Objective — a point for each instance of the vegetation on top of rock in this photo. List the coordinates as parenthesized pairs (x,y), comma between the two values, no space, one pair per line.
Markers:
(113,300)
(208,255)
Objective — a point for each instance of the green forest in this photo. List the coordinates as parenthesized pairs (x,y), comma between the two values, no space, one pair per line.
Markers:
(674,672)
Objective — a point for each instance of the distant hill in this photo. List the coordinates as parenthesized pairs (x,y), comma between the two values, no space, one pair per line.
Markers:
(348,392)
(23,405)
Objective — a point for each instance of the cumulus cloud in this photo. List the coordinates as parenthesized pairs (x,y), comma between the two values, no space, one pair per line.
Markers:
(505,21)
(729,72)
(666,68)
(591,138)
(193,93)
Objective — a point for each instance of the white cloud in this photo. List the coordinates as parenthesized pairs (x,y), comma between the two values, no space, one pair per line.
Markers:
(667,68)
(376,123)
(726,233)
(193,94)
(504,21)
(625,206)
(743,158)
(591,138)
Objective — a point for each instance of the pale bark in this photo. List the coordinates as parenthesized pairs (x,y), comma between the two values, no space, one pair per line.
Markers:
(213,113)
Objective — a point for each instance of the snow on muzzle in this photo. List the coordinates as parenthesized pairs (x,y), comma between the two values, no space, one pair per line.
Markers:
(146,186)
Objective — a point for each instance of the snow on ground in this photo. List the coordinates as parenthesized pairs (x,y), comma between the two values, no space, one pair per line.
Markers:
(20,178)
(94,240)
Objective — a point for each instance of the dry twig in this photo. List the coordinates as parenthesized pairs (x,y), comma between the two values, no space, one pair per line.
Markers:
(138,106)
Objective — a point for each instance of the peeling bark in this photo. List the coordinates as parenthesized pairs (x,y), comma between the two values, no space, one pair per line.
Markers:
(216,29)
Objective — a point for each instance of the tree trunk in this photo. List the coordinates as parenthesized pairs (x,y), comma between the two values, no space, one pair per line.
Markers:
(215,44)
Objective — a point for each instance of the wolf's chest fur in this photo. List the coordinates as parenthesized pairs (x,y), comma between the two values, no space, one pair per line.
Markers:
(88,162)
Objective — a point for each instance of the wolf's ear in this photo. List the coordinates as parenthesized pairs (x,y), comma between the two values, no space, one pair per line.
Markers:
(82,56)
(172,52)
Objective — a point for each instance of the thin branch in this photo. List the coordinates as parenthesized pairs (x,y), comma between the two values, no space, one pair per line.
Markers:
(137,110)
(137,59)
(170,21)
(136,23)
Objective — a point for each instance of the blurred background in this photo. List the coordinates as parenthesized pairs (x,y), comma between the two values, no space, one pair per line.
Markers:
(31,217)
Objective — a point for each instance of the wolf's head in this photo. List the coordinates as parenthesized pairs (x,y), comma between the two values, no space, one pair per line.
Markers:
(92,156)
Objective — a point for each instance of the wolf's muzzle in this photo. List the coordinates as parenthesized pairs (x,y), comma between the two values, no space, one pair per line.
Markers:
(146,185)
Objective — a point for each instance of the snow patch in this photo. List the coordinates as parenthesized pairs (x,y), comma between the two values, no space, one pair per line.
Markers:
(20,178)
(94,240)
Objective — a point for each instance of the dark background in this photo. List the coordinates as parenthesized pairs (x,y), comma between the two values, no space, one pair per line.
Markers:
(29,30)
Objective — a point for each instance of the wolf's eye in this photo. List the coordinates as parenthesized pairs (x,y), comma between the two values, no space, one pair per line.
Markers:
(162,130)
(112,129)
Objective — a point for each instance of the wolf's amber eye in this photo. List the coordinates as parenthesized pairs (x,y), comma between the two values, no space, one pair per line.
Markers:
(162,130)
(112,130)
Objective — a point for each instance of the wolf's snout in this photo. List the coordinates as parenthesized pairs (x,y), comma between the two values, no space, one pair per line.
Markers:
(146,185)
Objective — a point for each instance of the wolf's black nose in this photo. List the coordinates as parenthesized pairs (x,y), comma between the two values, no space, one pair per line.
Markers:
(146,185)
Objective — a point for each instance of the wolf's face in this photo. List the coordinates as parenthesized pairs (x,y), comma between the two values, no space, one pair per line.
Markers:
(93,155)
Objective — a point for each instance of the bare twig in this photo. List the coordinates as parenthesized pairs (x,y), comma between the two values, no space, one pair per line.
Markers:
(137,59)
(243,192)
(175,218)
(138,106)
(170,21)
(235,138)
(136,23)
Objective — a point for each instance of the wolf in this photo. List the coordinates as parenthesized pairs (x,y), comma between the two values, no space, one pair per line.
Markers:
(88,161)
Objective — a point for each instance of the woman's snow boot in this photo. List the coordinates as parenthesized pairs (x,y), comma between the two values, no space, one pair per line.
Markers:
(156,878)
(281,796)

--

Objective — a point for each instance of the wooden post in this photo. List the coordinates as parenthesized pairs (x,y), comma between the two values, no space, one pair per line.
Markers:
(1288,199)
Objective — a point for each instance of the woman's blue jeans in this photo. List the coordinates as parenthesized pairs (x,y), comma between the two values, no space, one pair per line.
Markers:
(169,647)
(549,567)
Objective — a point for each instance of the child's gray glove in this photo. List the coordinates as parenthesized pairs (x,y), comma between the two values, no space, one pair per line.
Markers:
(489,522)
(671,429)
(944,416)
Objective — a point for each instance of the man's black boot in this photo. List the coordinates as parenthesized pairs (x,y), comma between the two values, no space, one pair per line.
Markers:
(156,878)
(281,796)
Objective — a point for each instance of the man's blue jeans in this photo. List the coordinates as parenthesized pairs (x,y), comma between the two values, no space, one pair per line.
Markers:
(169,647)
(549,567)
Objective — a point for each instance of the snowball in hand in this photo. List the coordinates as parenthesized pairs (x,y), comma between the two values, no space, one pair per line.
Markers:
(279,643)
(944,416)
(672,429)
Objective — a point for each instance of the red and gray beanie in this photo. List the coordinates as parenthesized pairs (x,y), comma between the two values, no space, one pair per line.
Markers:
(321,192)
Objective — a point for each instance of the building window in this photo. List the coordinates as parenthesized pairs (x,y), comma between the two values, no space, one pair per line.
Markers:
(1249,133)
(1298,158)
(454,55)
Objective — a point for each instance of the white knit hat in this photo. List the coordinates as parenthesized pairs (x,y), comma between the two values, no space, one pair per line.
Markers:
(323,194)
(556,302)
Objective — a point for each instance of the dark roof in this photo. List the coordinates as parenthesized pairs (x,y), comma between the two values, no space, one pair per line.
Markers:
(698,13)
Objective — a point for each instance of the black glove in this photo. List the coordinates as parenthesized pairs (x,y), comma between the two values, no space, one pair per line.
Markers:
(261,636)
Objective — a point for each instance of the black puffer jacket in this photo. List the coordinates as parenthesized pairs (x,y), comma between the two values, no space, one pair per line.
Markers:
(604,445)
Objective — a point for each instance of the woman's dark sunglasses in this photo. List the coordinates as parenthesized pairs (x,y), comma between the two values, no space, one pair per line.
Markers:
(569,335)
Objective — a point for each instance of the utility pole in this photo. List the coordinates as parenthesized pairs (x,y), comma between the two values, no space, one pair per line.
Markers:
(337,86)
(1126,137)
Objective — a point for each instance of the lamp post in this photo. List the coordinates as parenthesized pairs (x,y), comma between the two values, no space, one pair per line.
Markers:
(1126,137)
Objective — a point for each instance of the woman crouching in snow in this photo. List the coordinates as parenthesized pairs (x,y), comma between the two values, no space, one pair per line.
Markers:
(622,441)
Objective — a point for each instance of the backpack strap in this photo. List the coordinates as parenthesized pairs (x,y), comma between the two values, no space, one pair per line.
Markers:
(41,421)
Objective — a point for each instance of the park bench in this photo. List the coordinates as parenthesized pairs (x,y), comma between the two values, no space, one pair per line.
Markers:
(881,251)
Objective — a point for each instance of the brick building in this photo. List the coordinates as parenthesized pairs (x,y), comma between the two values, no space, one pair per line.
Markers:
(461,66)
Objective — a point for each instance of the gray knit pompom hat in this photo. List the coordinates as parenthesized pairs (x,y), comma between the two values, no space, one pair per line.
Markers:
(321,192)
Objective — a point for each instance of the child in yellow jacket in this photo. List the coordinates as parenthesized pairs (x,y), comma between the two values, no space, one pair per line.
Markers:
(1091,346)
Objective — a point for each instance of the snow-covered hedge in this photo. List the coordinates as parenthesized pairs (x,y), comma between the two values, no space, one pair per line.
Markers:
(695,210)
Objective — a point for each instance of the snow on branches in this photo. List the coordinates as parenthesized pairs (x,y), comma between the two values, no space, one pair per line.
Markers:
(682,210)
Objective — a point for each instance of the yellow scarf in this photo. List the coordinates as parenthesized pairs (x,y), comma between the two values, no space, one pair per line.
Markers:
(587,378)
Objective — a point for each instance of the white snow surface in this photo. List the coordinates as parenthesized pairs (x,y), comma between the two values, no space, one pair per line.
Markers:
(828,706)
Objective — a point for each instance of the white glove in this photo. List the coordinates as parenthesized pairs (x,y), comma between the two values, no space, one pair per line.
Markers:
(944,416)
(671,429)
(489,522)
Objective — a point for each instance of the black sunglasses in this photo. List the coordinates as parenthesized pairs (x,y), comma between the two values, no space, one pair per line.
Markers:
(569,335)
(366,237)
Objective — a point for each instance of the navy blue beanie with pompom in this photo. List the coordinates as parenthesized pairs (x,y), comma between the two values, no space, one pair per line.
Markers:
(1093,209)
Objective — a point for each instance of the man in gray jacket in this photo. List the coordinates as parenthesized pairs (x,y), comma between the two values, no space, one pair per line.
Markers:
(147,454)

==

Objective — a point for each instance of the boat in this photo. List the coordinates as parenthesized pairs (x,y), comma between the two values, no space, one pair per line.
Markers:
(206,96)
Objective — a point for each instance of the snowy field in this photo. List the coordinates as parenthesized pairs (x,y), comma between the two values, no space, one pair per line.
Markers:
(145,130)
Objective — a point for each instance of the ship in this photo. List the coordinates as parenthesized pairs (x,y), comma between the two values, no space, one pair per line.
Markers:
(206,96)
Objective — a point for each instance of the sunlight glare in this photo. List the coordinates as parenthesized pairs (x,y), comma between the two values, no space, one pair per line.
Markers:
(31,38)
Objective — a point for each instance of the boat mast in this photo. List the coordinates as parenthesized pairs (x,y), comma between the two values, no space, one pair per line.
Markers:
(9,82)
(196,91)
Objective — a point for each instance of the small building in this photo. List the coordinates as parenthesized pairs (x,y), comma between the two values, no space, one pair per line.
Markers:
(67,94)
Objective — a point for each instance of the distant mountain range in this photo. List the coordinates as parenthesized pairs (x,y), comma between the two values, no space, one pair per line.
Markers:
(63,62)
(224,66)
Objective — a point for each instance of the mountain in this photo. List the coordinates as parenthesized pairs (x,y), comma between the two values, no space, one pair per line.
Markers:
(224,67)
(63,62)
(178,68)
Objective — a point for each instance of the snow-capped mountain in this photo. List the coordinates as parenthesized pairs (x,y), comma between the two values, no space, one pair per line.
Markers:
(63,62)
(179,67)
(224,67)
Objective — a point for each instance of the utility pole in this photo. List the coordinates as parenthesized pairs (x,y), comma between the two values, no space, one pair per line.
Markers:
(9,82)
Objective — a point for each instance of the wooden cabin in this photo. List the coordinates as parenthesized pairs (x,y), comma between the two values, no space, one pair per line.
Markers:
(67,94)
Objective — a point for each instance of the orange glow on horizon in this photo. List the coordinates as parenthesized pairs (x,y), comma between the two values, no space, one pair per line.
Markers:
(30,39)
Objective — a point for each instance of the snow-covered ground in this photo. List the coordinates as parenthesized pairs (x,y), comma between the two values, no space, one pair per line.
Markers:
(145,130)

WRITTEN EXERCISE. Identify each line of the listing above that contains the word "building", and copy those lines.

OUTPUT FOR THIS EXERCISE.
Objective — a point for each instance of the building window in this photo. List the coordinates as parenthesized pairs (x,y), comma between the two values, no space, one pair per line.
Objective — a point for each instance of the brick building in this photo. List the coordinates as parenthesized pairs (x,y), comma between the two values, no space, one pair per line.
Objective — a point for each instance of the small building in this photo. List the coordinates as parenthesized pairs (x,y), comma between the two values, no space, one pair per line.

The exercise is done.